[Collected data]
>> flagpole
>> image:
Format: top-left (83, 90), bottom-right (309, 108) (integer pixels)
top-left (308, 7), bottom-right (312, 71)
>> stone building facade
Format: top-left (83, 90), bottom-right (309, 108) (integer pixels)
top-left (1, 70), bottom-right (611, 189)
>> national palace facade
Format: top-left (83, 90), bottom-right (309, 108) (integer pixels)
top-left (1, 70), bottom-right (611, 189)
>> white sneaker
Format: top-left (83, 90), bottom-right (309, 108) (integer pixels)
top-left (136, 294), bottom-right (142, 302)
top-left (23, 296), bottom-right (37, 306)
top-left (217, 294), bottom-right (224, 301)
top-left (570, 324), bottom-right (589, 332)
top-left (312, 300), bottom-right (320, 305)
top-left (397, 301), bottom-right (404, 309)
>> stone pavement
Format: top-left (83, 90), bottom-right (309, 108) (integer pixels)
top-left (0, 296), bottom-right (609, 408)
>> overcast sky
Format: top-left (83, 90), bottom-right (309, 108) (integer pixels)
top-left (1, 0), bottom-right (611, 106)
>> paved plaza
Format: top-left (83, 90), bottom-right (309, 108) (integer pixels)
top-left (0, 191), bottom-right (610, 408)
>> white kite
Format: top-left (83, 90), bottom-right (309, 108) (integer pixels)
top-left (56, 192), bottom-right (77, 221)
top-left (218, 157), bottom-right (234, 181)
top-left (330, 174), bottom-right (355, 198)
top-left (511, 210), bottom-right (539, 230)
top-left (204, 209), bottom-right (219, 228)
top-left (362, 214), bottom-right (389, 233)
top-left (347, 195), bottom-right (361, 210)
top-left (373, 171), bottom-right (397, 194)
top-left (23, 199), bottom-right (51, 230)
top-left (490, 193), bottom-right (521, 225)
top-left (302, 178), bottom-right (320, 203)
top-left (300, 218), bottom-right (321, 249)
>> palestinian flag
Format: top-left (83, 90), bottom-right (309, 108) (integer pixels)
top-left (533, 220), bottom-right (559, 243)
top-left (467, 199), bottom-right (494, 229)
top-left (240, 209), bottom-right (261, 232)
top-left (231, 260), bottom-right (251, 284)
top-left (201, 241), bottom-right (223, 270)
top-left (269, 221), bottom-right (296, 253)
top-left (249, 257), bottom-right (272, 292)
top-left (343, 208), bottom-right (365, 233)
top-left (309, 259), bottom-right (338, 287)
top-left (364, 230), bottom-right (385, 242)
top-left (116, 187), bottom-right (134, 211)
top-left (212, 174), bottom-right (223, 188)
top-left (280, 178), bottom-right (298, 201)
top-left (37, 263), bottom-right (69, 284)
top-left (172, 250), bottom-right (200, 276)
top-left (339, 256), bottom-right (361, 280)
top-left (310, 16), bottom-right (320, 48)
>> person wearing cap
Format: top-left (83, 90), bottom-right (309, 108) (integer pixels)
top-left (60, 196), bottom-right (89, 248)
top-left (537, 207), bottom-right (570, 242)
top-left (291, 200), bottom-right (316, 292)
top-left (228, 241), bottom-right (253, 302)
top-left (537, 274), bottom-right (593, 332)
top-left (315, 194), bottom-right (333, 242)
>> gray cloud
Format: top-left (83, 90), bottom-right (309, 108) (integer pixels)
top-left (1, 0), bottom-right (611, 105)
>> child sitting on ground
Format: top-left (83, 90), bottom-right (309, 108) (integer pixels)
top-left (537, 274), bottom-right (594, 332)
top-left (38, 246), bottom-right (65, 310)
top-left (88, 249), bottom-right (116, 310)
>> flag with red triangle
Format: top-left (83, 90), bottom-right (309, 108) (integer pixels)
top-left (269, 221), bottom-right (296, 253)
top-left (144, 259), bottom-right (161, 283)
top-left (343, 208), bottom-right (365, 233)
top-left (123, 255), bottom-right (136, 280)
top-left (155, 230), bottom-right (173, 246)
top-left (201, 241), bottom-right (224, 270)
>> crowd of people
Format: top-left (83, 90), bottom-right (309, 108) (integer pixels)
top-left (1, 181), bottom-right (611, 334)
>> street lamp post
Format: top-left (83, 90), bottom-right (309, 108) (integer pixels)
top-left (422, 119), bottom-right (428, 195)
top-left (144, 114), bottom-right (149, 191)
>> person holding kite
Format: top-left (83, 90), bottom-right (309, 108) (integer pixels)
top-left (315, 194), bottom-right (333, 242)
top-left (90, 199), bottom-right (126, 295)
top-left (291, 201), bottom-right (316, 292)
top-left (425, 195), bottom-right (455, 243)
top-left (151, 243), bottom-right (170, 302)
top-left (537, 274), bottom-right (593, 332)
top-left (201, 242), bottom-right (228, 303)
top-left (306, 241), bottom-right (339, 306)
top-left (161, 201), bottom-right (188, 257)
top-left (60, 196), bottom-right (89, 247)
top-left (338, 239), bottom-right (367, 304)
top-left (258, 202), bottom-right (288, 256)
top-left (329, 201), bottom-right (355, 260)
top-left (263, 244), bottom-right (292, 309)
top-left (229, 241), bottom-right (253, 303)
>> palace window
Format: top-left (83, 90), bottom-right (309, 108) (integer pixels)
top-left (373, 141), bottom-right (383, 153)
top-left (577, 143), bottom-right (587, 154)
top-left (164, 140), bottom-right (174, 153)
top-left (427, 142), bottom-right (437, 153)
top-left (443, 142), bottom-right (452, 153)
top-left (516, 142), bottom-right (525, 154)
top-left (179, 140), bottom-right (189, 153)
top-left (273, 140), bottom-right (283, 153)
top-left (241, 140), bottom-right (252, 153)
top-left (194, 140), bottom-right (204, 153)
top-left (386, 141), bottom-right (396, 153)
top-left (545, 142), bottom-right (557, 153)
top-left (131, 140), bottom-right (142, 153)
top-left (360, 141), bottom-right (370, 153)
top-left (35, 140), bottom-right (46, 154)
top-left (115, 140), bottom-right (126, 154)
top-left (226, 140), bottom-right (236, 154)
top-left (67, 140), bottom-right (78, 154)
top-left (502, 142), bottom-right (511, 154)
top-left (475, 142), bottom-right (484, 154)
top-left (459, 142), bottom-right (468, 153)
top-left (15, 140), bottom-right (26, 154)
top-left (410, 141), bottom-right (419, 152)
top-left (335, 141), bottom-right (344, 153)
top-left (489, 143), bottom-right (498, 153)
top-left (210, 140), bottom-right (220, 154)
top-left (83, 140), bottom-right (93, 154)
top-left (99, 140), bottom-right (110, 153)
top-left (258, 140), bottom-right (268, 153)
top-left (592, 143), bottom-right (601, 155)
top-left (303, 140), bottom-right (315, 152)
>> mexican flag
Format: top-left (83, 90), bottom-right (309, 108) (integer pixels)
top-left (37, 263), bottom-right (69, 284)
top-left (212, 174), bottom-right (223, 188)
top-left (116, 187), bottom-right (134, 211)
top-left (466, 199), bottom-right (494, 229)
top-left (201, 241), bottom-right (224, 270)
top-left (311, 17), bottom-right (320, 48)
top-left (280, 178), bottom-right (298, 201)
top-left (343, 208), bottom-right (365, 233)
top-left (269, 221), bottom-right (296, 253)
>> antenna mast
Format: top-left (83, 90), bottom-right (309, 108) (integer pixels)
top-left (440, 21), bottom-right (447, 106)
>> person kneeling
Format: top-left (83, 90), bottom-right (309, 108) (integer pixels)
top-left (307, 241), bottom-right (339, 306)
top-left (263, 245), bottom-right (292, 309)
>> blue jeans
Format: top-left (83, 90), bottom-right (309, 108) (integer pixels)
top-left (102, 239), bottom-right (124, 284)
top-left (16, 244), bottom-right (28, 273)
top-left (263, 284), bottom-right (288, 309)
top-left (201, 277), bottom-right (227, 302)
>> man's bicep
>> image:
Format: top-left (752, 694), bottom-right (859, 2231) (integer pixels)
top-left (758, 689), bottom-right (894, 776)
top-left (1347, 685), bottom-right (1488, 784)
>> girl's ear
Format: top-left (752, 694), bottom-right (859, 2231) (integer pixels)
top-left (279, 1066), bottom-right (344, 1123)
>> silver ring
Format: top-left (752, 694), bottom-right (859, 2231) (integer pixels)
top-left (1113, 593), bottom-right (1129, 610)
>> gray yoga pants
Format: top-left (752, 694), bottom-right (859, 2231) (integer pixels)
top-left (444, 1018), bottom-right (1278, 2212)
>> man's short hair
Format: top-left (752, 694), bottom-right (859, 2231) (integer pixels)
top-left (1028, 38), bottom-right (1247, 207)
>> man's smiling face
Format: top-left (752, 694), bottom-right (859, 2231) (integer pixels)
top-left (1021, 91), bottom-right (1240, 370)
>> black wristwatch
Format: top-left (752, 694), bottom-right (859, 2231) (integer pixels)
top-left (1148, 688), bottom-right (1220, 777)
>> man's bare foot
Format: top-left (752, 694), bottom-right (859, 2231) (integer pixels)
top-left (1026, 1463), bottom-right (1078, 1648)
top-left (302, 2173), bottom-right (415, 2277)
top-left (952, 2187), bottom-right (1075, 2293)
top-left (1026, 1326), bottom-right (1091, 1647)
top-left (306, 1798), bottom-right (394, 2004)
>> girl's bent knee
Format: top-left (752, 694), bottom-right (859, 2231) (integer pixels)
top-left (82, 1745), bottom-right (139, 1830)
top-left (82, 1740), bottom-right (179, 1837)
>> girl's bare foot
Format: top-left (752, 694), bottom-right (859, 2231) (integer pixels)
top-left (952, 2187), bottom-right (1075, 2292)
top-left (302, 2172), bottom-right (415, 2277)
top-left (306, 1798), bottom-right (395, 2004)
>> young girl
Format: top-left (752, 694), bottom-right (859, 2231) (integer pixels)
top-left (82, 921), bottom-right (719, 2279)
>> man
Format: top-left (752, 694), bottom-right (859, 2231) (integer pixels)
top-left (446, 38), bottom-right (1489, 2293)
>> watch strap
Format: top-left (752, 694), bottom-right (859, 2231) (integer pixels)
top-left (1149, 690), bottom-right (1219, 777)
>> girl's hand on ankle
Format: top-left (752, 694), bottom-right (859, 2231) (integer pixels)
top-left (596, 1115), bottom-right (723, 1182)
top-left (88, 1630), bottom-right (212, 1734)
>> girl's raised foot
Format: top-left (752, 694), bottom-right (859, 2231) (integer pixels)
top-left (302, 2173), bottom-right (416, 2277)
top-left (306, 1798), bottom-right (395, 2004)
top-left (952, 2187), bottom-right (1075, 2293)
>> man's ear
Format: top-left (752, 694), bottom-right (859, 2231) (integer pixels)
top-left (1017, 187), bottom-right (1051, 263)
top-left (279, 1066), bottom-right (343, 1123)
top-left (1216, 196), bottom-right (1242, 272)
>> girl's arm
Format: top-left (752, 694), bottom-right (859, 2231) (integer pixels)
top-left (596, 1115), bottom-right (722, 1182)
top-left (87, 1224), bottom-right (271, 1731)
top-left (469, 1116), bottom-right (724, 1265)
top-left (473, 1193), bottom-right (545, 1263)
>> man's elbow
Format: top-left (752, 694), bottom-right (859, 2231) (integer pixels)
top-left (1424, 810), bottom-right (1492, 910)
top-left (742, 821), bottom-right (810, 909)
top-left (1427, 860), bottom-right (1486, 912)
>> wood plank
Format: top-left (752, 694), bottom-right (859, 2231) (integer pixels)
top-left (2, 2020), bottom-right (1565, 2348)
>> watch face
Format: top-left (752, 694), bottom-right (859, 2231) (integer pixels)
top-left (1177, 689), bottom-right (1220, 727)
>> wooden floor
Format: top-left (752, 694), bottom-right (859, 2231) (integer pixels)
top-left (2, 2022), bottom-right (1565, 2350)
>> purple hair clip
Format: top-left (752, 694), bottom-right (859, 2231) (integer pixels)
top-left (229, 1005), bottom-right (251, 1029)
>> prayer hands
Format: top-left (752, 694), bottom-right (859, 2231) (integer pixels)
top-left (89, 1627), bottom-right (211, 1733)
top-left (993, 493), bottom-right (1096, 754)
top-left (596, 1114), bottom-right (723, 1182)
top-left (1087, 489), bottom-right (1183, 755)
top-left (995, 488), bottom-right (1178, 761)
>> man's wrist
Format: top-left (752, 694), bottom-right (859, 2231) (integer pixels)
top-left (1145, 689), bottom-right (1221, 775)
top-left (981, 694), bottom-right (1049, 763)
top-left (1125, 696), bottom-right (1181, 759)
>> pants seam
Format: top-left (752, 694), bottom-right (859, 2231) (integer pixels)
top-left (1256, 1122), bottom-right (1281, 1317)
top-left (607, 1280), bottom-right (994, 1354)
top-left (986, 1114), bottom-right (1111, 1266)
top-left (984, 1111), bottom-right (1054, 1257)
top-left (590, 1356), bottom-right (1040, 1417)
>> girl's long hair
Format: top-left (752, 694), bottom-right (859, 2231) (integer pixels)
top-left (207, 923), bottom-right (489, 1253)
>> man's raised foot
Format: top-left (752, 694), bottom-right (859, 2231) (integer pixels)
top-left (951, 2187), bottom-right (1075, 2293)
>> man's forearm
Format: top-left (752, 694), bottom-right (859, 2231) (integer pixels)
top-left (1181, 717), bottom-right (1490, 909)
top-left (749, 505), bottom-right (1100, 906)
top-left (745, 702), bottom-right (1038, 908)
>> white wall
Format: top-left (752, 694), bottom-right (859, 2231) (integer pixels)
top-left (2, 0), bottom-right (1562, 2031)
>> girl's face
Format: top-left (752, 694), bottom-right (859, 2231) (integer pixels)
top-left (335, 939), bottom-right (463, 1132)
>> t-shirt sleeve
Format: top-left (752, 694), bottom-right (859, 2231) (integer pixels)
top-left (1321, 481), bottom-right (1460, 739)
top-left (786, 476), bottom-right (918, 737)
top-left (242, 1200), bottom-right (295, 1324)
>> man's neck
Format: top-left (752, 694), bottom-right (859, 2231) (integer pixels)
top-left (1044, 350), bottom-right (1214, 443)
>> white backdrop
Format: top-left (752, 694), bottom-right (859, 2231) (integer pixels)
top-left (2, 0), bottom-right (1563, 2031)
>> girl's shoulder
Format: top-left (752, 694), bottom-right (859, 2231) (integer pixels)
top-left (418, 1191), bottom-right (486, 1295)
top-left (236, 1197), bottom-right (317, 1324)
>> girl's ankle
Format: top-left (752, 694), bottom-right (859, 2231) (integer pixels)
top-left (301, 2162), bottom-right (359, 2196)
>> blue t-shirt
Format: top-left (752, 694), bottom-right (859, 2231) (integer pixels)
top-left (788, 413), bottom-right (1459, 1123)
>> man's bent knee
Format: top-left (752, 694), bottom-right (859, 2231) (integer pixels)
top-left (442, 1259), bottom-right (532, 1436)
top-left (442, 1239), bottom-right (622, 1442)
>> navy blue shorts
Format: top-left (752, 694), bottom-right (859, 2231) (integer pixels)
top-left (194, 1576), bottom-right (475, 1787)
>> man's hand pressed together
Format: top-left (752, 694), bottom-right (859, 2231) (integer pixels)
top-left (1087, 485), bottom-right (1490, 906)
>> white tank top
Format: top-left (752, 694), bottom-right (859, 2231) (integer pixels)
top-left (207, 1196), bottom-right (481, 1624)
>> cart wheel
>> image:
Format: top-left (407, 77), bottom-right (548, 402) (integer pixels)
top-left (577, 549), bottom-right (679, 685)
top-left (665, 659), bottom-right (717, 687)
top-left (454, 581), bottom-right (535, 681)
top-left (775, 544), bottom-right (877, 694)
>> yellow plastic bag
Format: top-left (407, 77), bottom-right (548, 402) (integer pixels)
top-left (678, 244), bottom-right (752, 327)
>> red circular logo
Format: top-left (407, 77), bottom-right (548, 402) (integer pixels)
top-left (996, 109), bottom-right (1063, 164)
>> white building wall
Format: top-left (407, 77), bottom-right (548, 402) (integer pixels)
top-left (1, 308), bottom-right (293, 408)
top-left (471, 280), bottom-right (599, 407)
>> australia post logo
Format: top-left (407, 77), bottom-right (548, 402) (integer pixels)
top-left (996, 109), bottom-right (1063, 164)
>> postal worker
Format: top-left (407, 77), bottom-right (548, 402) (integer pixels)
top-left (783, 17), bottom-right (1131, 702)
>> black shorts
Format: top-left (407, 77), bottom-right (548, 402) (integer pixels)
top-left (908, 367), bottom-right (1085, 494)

What to produce:
Report the number of lines in the entries above that include the string "hair". Give nothing but the number.

Response:
3